= Excerpted text =
Doctors and patients agree: improved communication between them and tools that allow patients to provide immediate feedback are critical to having smooth doctor-patient relations and, in fact, can help prevent malpractice lawsuits. This was the key finding of a survey commissioned by Capson Physicians Insurance Company.
Maury Magids, Founder and CEO of Capson, says, “Our survey confirmed what we had suspected – that improved communication between doctors and patients and the availability of easy-to-use conflict prevention tools can improve the patient experience. This survey provides clear direction on simple, common-sense ways to improve our nation’s medical liability system.”
Conflict prevention tools allow patients to provide instant feedback to their providers; being able to provide a timely feedback means more accurate and valuable significant information are relayed by patients to their physicians who, in turn, are able to act upon the said information appropriately, according to 90 percent of doctors. In fact, 89 percent of doctors believe that if patients were given the opportunity to provide direct feedback at the time of service, most malpractice lawsuits that are ultimately dismissed or dropped could be completely avoided. Additionally, 70 percent of respondents say that doctor-patient conflicts in the office setting that often lead to legal action can also be prevented if communications breakdowns or miscommunications are avoided.
Survey findings also reveal that 99 percent of doctors believe patients can provide valuable insights about potential conflicts while 94 percent say formal complaints and claim flings can be decreased if patient satisfactions programs can be put in place to immediately let them know about patient concerns or areas that need improvement.
Magids adds, “Patient satisfaction is often a reliable predictor of malpractice risk. By implementing mechanisms that assess the level of satisfaction, physicians can prevent claims from occurring in the first place.”

= What the task asks =
Please answer these questions about the text on the doctor-patient survey, one answer a line, numbered to match.
1. Which company commissioned the survey?
2. What position does Maury Magids hold at Capson?
3. What percentage of doctors believe patients can provide valuable insights about potential conflicts?

= Collected material =
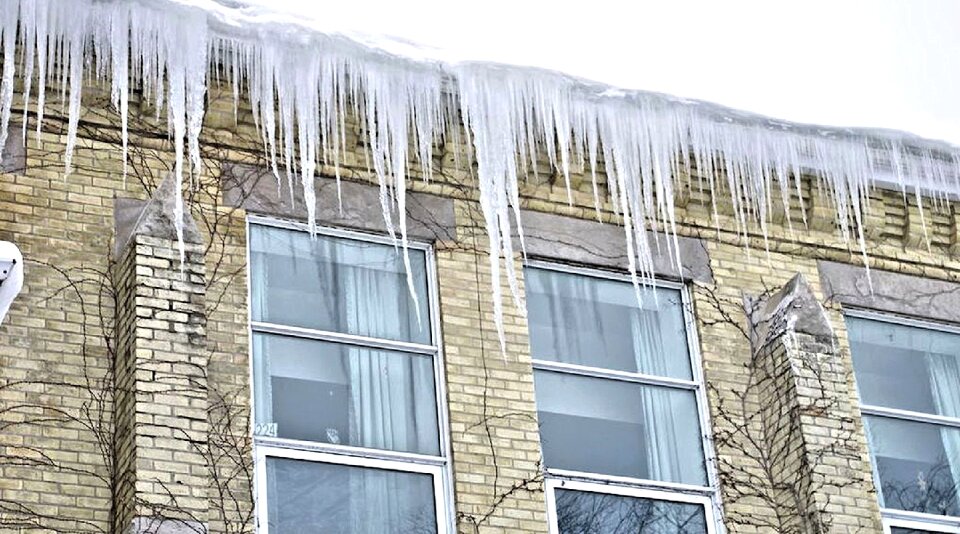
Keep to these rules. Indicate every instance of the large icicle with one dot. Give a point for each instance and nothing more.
(304, 84)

= Written solution =
1. Capson Physicians Insurance Company
2. Founder and CEO
3. 99 percent